**Exercises**
(a) Quote the customer-experience text from "Leading a customer-experience" to "action is now.".
(b) For each statement below, indicate whether it agrees with the customer-experience text, answering yes or no and quoting the deciding words of the text. (i) In the last economic recession, companies that prioritized customer experience achieved three times the shareholder returns of those that did not. (ii) The formula for customer-experience transformations rests on four core building blocks. (iii) The approach has produced declines of 20 to 50 percent in service costs.
(c) List the core building blocks of the formula named in the customer-experience text.

Leading a customer-experience (CX) transformation can generate a lot of anxiety. Many leaders hesitate to even start because they are overwhelmed by the many challenges of driving change across virtually every silo in the organization. But this hesitation creates real risks for the business. The recent shifts in consumer behaviors and expectations brought about by COVID-19 are forcing companies to change how they connect with and serve customers. Those that do not adjust to the next normal will quickly be left behind. History clearly shows the value of investing in customer experience during a downturn. In the last economic recession, companies that prioritized customer experience realized three times the shareholder returns compared to the companies that did not. The time for action is now.
The good news is that there is now a proven formula for executing customer-experience transformations. It comprises specific steps across three core building blocks: a clearly defined aspiration, an agile transformation approach, and a thoughtful deployment of new capabilities, particularly advanced analytics (exhibit). By combining all three building blocks, companies can create a competitive advantage in their industry. In ten years of helping more than 900 companies design and execute enterprise-wide customer-experience programs, we have seen this approach deliver powerful results: 15 to 20 percent increases in sales conversion rates, 20 to 50 percent declines in service costs, and 10 to 20 percent improvement in customer satisfaction.

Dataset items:
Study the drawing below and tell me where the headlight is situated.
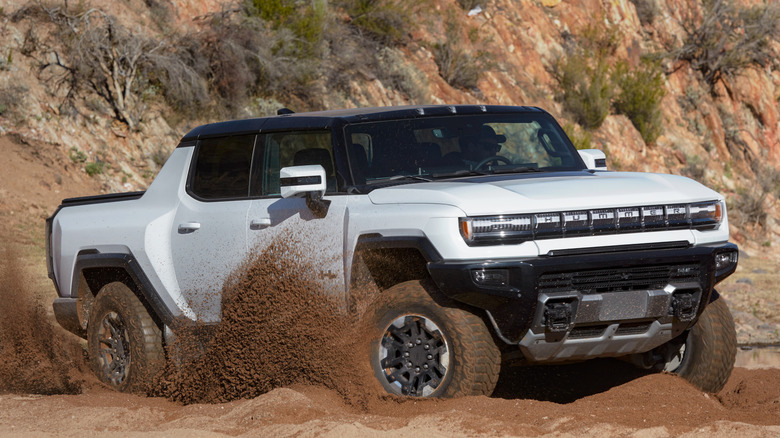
[460,214,533,244]
[690,202,723,230]
[459,201,723,245]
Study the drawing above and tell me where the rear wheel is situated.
[367,281,501,397]
[87,282,165,392]
[655,298,737,392]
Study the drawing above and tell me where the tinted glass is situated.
[190,135,255,200]
[345,113,584,185]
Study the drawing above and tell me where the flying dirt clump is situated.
[159,236,376,403]
[0,247,87,394]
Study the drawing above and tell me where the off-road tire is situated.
[366,280,501,397]
[87,282,165,393]
[665,298,737,392]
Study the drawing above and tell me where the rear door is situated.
[171,135,257,322]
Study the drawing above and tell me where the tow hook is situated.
[544,301,572,333]
[671,293,696,322]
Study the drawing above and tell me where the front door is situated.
[247,131,348,299]
[171,135,257,322]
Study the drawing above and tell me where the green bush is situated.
[612,60,666,144]
[556,52,614,129]
[630,0,658,25]
[246,0,329,58]
[84,161,108,176]
[338,0,411,45]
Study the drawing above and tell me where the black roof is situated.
[181,105,544,141]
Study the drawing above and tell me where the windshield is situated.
[345,113,585,185]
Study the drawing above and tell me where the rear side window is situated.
[189,134,256,200]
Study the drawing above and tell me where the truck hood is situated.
[368,171,722,216]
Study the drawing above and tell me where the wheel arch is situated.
[350,233,441,290]
[71,249,174,328]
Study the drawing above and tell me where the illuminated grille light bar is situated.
[460,201,723,245]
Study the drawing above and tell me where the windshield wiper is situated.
[493,166,544,173]
[431,169,490,178]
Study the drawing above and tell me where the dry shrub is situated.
[669,0,780,87]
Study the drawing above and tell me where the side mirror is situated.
[279,164,330,218]
[279,164,326,198]
[577,149,607,170]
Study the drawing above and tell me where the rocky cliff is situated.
[0,0,780,250]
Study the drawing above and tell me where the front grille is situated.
[537,264,701,294]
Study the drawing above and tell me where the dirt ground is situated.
[0,137,780,437]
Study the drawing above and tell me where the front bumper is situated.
[428,242,738,362]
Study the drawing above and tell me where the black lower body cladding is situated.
[428,242,737,344]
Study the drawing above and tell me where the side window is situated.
[252,131,336,196]
[189,134,256,200]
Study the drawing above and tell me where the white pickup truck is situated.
[46,105,738,397]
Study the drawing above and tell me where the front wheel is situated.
[87,282,165,392]
[658,298,737,392]
[367,281,501,397]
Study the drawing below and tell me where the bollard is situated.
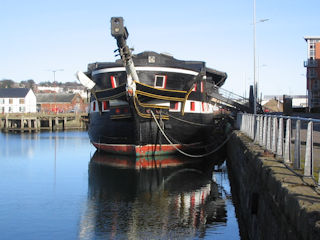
[265,117,271,150]
[293,120,301,169]
[284,119,291,163]
[304,121,313,177]
[271,117,278,153]
[277,118,283,156]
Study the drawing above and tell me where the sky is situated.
[0,0,320,96]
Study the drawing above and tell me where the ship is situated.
[77,17,227,157]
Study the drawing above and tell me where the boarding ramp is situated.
[209,87,254,112]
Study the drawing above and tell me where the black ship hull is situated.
[87,52,226,156]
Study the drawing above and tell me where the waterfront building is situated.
[36,93,87,113]
[0,88,37,113]
[304,36,320,112]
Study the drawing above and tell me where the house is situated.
[36,93,87,113]
[304,36,320,112]
[0,88,37,113]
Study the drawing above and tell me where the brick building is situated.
[0,88,36,113]
[36,93,88,113]
[304,36,320,112]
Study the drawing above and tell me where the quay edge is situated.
[227,131,320,240]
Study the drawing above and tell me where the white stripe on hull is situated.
[92,67,199,76]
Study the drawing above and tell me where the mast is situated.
[111,17,139,96]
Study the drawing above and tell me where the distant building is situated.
[263,99,283,112]
[304,36,320,112]
[0,88,37,113]
[261,95,308,108]
[37,86,63,93]
[36,93,87,113]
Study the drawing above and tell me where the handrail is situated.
[237,113,320,186]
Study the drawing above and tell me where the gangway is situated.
[209,87,262,113]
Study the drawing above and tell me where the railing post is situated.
[271,117,278,153]
[304,121,313,176]
[277,118,283,156]
[284,119,291,163]
[259,115,263,146]
[251,114,256,140]
[293,120,301,169]
[266,116,271,150]
[236,113,242,130]
[262,116,267,147]
[254,115,260,143]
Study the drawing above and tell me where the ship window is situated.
[154,75,167,88]
[190,102,196,111]
[192,83,197,92]
[110,76,118,88]
[202,102,209,112]
[170,102,179,110]
[102,101,109,111]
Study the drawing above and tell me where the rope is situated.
[150,110,231,158]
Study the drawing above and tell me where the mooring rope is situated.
[150,110,232,158]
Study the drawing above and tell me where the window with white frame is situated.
[154,75,167,88]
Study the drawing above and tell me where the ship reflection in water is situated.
[79,152,227,239]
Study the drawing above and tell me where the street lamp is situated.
[253,0,269,114]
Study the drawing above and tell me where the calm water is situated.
[0,132,240,240]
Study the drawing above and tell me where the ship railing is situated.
[236,113,320,187]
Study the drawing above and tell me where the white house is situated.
[0,88,37,113]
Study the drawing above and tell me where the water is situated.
[0,132,240,239]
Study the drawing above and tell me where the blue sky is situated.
[0,0,320,95]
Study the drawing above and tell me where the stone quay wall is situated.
[227,131,320,240]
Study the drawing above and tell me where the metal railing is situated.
[237,113,320,186]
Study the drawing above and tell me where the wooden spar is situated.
[111,17,139,96]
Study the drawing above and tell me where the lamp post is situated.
[51,69,63,113]
[253,0,269,114]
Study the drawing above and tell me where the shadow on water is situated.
[79,152,227,239]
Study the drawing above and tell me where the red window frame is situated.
[154,75,167,88]
[190,102,196,111]
[102,101,109,110]
[110,76,117,88]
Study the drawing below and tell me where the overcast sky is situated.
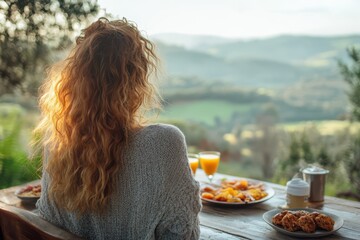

**Answers to the exercises**
(a)
Leading a customer-experience (CX) transformation can generate a lot of anxiety. Many leaders hesitate to even start because they are overwhelmed by the many challenges of driving change across virtually every silo in the organization. But this hesitation creates real risks for the business. The recent shifts in consumer behaviors and expectations brought about by COVID-19 are forcing companies to change how they connect with and serve customers. Those that do not adjust to the next normal will quickly be left behind. History clearly shows the value of investing in customer experience during a downturn. In the last economic recession, companies that prioritized customer experience realized three times the shareholder returns compared to the companies that did not. The time for action is now.

(b)
(i) Yes: "companies that prioritized customer experience realized three times the shareholder returns compared to the companies that did not"
(ii) No: "three core building blocks"
(iii) Yes: "20 to 50 percent declines in service costs"

(c)
- a clearly defined aspiration
- an agile transformation approach
- a thoughtful deployment of new capabilities, particularly advanced analytics